Task directions
In the records below, count every line that contains the word "ladder" and report only the total.

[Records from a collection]
=== Begin Enclosure ===

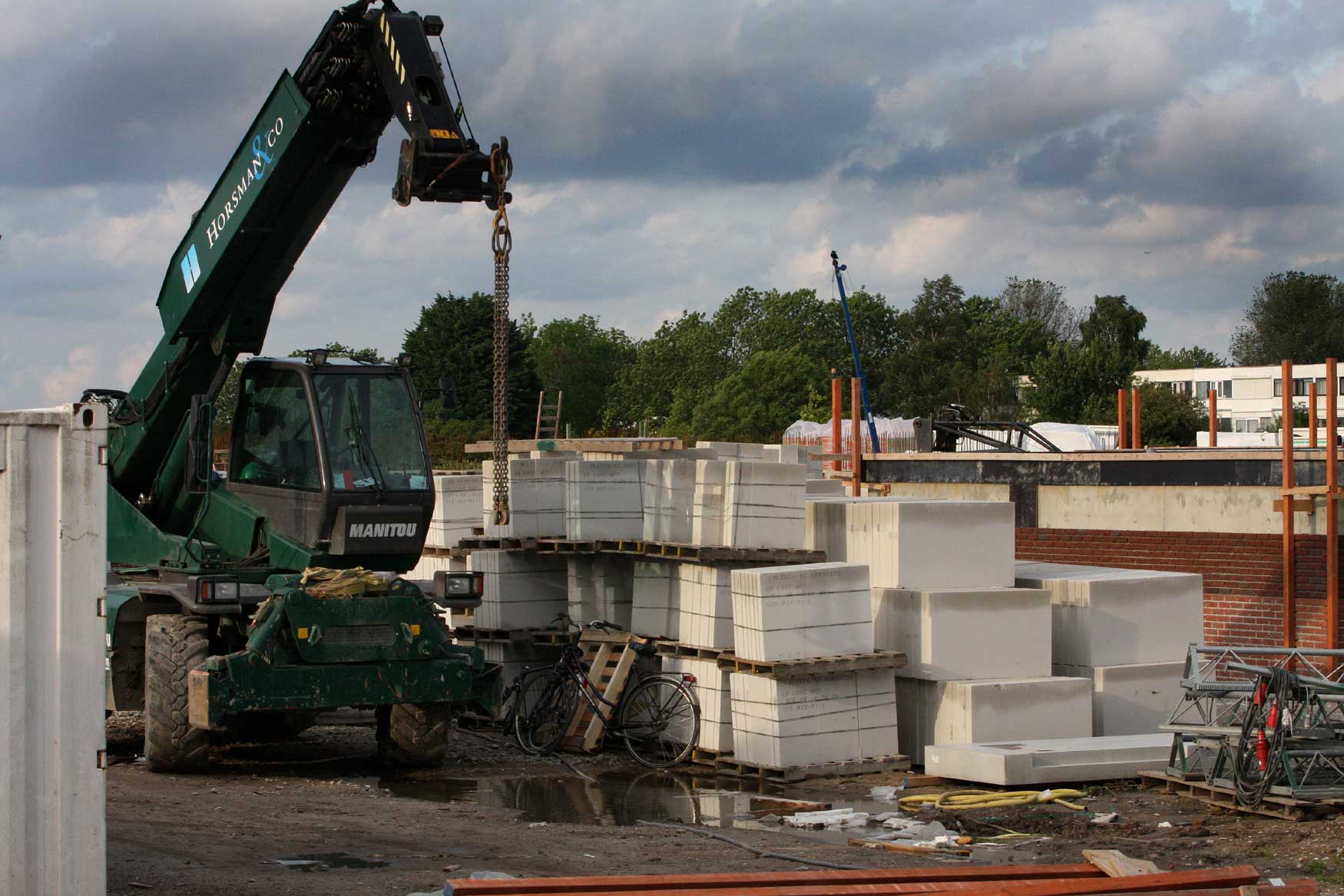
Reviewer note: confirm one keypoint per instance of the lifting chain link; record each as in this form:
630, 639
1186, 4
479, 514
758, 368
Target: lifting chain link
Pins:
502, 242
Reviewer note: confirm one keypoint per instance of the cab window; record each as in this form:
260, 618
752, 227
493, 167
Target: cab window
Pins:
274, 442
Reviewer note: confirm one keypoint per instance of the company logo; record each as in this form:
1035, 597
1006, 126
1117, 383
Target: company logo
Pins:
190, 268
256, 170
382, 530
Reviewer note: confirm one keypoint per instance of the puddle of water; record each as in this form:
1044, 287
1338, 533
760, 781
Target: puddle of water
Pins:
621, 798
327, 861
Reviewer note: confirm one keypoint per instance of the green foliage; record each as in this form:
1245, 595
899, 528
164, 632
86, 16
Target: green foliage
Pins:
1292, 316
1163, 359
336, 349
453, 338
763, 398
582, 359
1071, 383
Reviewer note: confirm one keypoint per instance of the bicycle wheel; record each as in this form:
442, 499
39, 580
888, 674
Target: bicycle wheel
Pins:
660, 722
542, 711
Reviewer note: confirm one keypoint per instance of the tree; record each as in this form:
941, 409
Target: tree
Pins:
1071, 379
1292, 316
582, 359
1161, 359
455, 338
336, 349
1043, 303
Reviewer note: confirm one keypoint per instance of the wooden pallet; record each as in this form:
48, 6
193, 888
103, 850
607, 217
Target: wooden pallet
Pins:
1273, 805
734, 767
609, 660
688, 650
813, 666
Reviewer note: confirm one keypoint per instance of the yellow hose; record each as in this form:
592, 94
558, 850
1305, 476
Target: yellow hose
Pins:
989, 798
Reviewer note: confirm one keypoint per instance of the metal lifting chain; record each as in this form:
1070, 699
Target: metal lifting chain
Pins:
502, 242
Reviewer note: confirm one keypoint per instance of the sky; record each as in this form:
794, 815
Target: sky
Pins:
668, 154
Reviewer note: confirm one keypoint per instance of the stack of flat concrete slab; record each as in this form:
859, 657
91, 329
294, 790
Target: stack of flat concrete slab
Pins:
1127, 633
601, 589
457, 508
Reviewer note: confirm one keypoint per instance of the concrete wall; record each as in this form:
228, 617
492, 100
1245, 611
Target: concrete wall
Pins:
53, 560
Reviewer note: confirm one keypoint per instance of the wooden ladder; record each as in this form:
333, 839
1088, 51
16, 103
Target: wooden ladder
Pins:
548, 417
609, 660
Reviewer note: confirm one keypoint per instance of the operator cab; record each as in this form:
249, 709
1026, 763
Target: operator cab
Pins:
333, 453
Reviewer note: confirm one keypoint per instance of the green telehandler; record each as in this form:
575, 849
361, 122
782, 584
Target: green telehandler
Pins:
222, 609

=== End Enclosure ===

Exercise solution
2